Answer these questions from the article below on the IPCC's mitigation report:
(a) How many days of negotiation produced the report?
(b) Which three energy-intensive sectors does the IIGCC's CEO name?
(c) By what percentage must global greenhouse gas emissions fall by 2030 to limit warming to around 1.5°C?

• [Exercise text]:
####

The third instalment of the Intergovernmental Panel on Climate Change’s (IPCC) sixth assessment report is “unequivocal about the need for scaling up climate solution technologies, including renewables,” the chief executive officer of the Institutional Investors Group on Climate Change (IIGCC) has said.
Published on Tuesday, the third part of what is known as AR6 is focussed on mitigation. Originally scheduled for release in July 2021, it was delayed for several months by the COVID-19 pandemic and, as highlighted by Eoin Murray, head of investment at Federated Hermes Limited, results from 16 days of negotiation, finished off by a final 40 hours straight line-by-line approval.
“That the summary of this 3rd report has proven to be so tricky to achieve agreement around is perhaps indicative of the issues of energy security highlighted by the current war in Ukraine,” Murray said.
“[The] report is essentially the latest assessment of climate change mitigation, providing a (relatively) definitive guide as to what actions can limit global warming – what further wake-up call is required by our industry of the necessity of shifting to renewables?”
At the IIGCC, CEO Stephanie Pfeiffer said that by highlighting the need to reduce emissions in industry, particularly those on the demand side in energy intensive sectors such as steel, cement and aviation, the IPCC’s latest report made clear “the fundamental and valuable role investors must play in helping companies in such sectors towards decarbonisation”.
“As ever, and as set out by Climate Action 100+’s global sector strategies,” she said, “this starts through effective and meaningful corporate engagement to ensure companies develop and implement credible net zero transition plans.
“This must be the absolute base for companies and investors globally.”
According to the IPCC, the latest report includes several new components in its latest report. These include a chapter exploring the “demand side”, i.e. what drives consumption and greenhouse gas emissions, a chapter on mitigation options that cut across sectors, including carbon dioxide removal techniques, and a new chapter on innovation, technology development and transfer.
“The report is unequivocal in the need for scaling up climate solution technologies, including renewables,” said IIGCC’s Pfeifer. “The investment gap between what is currently being allocated to such technologies and where it needs to be, must be cut rapidly; failure to do so threatens to undermine all mitigation efforts.
“While investors alone cannot solve this problem, working with policy makers, regulators, industry and more, they have the leading role in ensuring the current investment gap becomes a thing of the past.”
Climate action is helping
Pfeiffer also said the report was “a powerful reminder not just to investors, but governments, companies and civil society of the role they all must play in facilitating emissions reductions at scale if global warming is to be limited to 1.5°C”.
“I am encouraged by climate action being taken in many countries. There are policies, regulations and market instruments that are proving effective”
IPCC chair Hoesung Lee
The IPCC said the scientists in Working Group III found increasing evidence of climate action. However, the report also states that limiting warming to around 1.5°C requires global greenhouse gas emissions to peak before 2025 at the latest, and be reduced by 43% by 2030.
“We are at a crossroads,” said IPCC chair Hoesung Lee. “The decisions we make now can secure a liveable future. We have the tools and know-how required to limit warming.
“I am encouraged by climate action being taken in many countries. There are policies, regulations and market instruments that are proving effective. If these are scaled up and applied more widely and equitably, they can support deep emissions reductions and stimulate innovation.”
The IPCC said the report demonstrated that financial flows are a factor of three to six times lower than levels needed by 2030 to limit warming to below 2°C.
There is sufficient global capital and liquidity to close investment gaps, it said, but this relies on clear signalling from governments and the international community, including a stronger alignment of public sector finance and policy.

####

• [Supplied data]:
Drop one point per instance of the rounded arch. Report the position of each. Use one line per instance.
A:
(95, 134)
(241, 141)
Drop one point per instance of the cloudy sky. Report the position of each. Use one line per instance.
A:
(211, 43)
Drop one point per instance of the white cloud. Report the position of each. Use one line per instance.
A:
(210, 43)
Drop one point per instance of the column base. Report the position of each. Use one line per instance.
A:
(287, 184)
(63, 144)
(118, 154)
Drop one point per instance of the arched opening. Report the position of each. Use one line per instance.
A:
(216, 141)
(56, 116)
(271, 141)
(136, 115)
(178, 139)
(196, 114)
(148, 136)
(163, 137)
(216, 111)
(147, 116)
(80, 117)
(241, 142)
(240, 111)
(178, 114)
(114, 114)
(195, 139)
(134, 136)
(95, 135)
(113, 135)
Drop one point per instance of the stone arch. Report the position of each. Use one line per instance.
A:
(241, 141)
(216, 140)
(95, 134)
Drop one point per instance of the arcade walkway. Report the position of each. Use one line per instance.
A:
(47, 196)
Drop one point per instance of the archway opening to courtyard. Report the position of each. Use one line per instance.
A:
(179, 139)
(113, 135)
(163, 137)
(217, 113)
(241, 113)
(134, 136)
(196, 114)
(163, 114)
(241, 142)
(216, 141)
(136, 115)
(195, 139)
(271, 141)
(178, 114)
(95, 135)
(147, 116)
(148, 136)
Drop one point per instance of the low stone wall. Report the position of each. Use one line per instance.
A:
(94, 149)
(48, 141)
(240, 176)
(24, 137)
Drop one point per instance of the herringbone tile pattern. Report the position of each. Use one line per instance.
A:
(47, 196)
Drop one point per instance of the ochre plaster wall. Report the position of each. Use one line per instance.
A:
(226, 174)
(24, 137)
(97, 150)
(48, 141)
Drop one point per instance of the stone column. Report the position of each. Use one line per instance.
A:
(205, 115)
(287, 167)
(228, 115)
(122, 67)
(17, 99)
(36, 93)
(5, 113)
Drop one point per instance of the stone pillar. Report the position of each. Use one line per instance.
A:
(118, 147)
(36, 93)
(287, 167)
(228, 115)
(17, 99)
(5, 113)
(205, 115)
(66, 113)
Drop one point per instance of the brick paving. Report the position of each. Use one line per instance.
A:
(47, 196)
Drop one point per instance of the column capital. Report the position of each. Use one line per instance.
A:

####

• [Result of this task]:
(a) 16 days
(b) Steel, cement and aviation
(c) 43%